EXERCISE GOAL
Only the pictures are to be left out; return the rest of the data exactly as it stands.

┌─ RECORDS FOR THIS EXERCISE

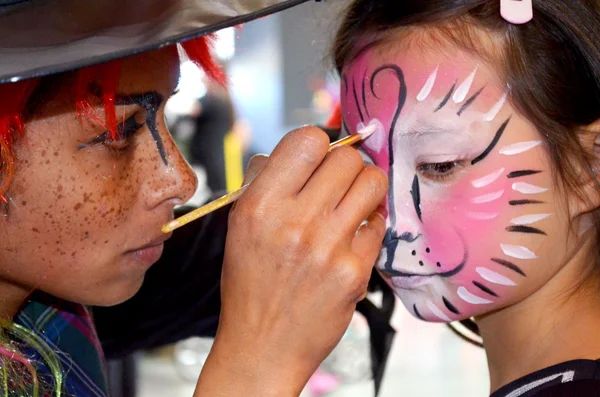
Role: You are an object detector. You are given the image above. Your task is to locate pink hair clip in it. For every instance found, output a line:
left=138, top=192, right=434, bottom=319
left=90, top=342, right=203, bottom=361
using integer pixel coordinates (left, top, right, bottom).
left=500, top=0, right=533, bottom=24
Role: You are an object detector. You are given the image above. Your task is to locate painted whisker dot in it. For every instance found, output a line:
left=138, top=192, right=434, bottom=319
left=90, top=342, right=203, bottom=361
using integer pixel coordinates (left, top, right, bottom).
left=411, top=250, right=416, bottom=256
left=419, top=261, right=424, bottom=266
left=426, top=248, right=430, bottom=253
left=436, top=262, right=441, bottom=267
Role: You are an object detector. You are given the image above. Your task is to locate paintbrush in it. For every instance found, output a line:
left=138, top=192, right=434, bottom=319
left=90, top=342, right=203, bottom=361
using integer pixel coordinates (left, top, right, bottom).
left=162, top=124, right=377, bottom=234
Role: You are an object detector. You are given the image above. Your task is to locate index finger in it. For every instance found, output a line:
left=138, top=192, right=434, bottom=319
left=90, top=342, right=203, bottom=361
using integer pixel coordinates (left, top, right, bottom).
left=248, top=126, right=330, bottom=197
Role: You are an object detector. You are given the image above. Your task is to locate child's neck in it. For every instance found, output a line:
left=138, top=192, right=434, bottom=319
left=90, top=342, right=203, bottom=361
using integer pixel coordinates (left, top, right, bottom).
left=478, top=240, right=600, bottom=393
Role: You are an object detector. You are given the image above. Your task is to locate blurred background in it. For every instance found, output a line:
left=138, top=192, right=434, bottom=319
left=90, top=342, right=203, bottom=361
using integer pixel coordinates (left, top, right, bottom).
left=109, top=1, right=490, bottom=396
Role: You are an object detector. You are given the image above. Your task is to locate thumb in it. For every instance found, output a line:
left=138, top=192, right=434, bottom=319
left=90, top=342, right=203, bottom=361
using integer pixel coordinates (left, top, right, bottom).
left=352, top=208, right=387, bottom=268
left=243, top=154, right=269, bottom=185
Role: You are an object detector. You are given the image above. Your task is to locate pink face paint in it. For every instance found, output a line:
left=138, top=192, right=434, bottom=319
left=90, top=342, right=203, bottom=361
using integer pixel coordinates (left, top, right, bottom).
left=341, top=47, right=551, bottom=322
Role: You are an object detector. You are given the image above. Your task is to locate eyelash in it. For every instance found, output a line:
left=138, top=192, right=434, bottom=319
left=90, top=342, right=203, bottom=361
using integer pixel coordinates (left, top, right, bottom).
left=417, top=160, right=466, bottom=182
left=89, top=114, right=145, bottom=152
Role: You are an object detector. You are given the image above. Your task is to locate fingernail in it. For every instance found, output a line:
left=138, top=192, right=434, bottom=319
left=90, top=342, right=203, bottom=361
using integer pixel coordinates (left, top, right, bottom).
left=376, top=205, right=388, bottom=220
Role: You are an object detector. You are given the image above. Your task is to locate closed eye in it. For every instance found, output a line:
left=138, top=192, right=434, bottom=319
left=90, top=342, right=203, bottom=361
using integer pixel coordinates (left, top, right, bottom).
left=79, top=113, right=145, bottom=151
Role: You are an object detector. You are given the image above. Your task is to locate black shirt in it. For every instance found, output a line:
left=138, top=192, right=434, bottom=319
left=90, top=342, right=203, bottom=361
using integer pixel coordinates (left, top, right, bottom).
left=491, top=359, right=600, bottom=396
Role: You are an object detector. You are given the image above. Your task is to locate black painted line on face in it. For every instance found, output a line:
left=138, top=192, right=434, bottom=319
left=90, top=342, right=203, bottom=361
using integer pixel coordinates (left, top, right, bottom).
left=507, top=170, right=542, bottom=178
left=352, top=79, right=365, bottom=124
left=507, top=225, right=547, bottom=235
left=399, top=232, right=421, bottom=242
left=414, top=304, right=425, bottom=320
left=443, top=297, right=461, bottom=315
left=371, top=64, right=407, bottom=231
left=491, top=258, right=526, bottom=277
left=434, top=81, right=456, bottom=112
left=411, top=174, right=422, bottom=222
left=384, top=231, right=400, bottom=276
left=509, top=199, right=544, bottom=206
left=362, top=71, right=370, bottom=119
left=473, top=281, right=498, bottom=297
left=116, top=92, right=167, bottom=165
left=457, top=86, right=485, bottom=116
left=471, top=117, right=511, bottom=165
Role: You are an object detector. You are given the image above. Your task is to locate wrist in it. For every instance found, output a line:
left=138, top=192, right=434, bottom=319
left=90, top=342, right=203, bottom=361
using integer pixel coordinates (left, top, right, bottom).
left=196, top=338, right=308, bottom=397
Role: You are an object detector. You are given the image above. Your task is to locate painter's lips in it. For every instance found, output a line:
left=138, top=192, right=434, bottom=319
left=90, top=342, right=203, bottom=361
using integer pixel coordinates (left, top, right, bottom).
left=126, top=232, right=173, bottom=267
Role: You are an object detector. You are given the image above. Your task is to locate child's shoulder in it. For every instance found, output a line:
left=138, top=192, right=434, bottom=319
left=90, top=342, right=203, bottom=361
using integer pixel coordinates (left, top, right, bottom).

└─

SOLVED EXERCISE
Role: You are an object detector. You are given the image above. Your task is to locate pink hair clip in it. For every instance found, output a line:
left=138, top=192, right=434, bottom=319
left=90, top=342, right=203, bottom=361
using integer pixel coordinates (left, top, right, bottom).
left=500, top=0, right=533, bottom=24
Role: You are an object detector. You are given the image above. Your task is to locate painted whisker dot in it. For every instance found, output a line:
left=138, top=192, right=434, bottom=319
left=90, top=342, right=203, bottom=361
using integer pixel coordinates (left, top, right, bottom).
left=411, top=250, right=416, bottom=256
left=419, top=261, right=424, bottom=266
left=426, top=248, right=430, bottom=253
left=436, top=262, right=441, bottom=267
Role: You are an object detector. You are given the image above. Your task is to locate paintbrush in it. For every instance found, output a line:
left=138, top=192, right=434, bottom=319
left=90, top=342, right=203, bottom=361
using integer pixel coordinates (left, top, right, bottom).
left=162, top=124, right=377, bottom=234
Role: You are an object detector. You are given the image above. Your task is to locate index finger in it. For every instance found, output a line:
left=138, top=192, right=434, bottom=319
left=90, top=342, right=203, bottom=361
using integer pixel coordinates (left, top, right, bottom).
left=248, top=126, right=330, bottom=197
Role: You are an object detector. You are given the image above. Your task is to locate child's neck in it. For every instance found, output a line:
left=138, top=192, right=434, bottom=319
left=90, top=342, right=203, bottom=361
using integer pixel coordinates (left, top, right, bottom).
left=478, top=240, right=600, bottom=393
Role: You are an object detector. You are given the image above. Your task is to locate blurred background in it. For every instance found, output a line:
left=138, top=192, right=434, bottom=319
left=90, top=342, right=203, bottom=361
using integer pixel coordinates (left, top, right, bottom).
left=109, top=1, right=490, bottom=396
Role: You are an object detector. You are given the image above. Your task is to locate thumb in it. For every instance found, output a line:
left=138, top=192, right=434, bottom=319
left=90, top=342, right=203, bottom=361
using integer pixel coordinates (left, top, right, bottom).
left=352, top=208, right=387, bottom=268
left=243, top=154, right=269, bottom=185
Role: You are an object detector. You are given the image above. Your task is to locate pink face paint in it. For every instance found, output a line:
left=138, top=192, right=434, bottom=319
left=90, top=342, right=203, bottom=361
using integer pixel coordinates (left, top, right, bottom).
left=341, top=47, right=551, bottom=322
Role: You are an object detector. You are given the image above. Your task is to locate eyelash in it. For every instance found, output a line:
left=138, top=192, right=434, bottom=319
left=90, top=342, right=203, bottom=361
using integer pixel coordinates (left, top, right, bottom).
left=417, top=160, right=466, bottom=182
left=89, top=114, right=145, bottom=152
Role: You are an object detector. You are given the image above. Your task is to locate fingernail in it. For every instance found, output a line:
left=138, top=192, right=434, bottom=319
left=90, top=342, right=203, bottom=361
using integer pixel coordinates (left, top, right, bottom).
left=376, top=205, right=388, bottom=220
Role: You are an object detector. You are given the image above. Your task is to locate closed eye in it. For every instance found, output a line:
left=138, top=192, right=434, bottom=319
left=90, top=342, right=203, bottom=361
using integer pixel coordinates (left, top, right, bottom).
left=79, top=113, right=145, bottom=151
Role: You are an object detector. You are given the image above. Your task is to locate black shirt in it. For every instance found, output a line:
left=138, top=192, right=434, bottom=319
left=90, top=342, right=203, bottom=361
using integer pixel coordinates (left, top, right, bottom).
left=491, top=359, right=600, bottom=396
Role: You are an object detector. You are given the image above. Your task is to locate black painted line on face in it. For every instance found, output a line:
left=138, top=192, right=434, bottom=319
left=90, top=342, right=203, bottom=361
using integer pixel coordinates (left, top, right, bottom).
left=507, top=170, right=542, bottom=178
left=352, top=79, right=365, bottom=124
left=507, top=225, right=547, bottom=235
left=399, top=232, right=421, bottom=242
left=414, top=304, right=425, bottom=320
left=443, top=297, right=461, bottom=315
left=371, top=64, right=407, bottom=231
left=491, top=258, right=526, bottom=277
left=434, top=81, right=456, bottom=112
left=411, top=174, right=422, bottom=222
left=384, top=231, right=400, bottom=276
left=509, top=199, right=544, bottom=206
left=362, top=71, right=370, bottom=119
left=473, top=281, right=498, bottom=297
left=116, top=92, right=167, bottom=165
left=457, top=86, right=485, bottom=116
left=471, top=117, right=511, bottom=165
Role: You are an object detector. You are given the image above. Your task is to locate wrist in it. For every instance found, output a line:
left=138, top=192, right=434, bottom=319
left=90, top=342, right=203, bottom=361
using integer pixel coordinates (left, top, right, bottom).
left=196, top=338, right=308, bottom=397
Role: You are an object detector. You are given the image above. Your task is to locate painter's lips in it. For every instance found, output a line:
left=138, top=192, right=434, bottom=319
left=90, top=342, right=203, bottom=361
using integer pixel coordinates (left, top, right, bottom).
left=126, top=232, right=173, bottom=267
Role: You are an object detector. You are given the image above. Your task is to locate child's shoulder in it. For every instance found, output a line:
left=138, top=192, right=434, bottom=319
left=90, top=342, right=203, bottom=361
using integer pixel coordinates (left, top, right, bottom).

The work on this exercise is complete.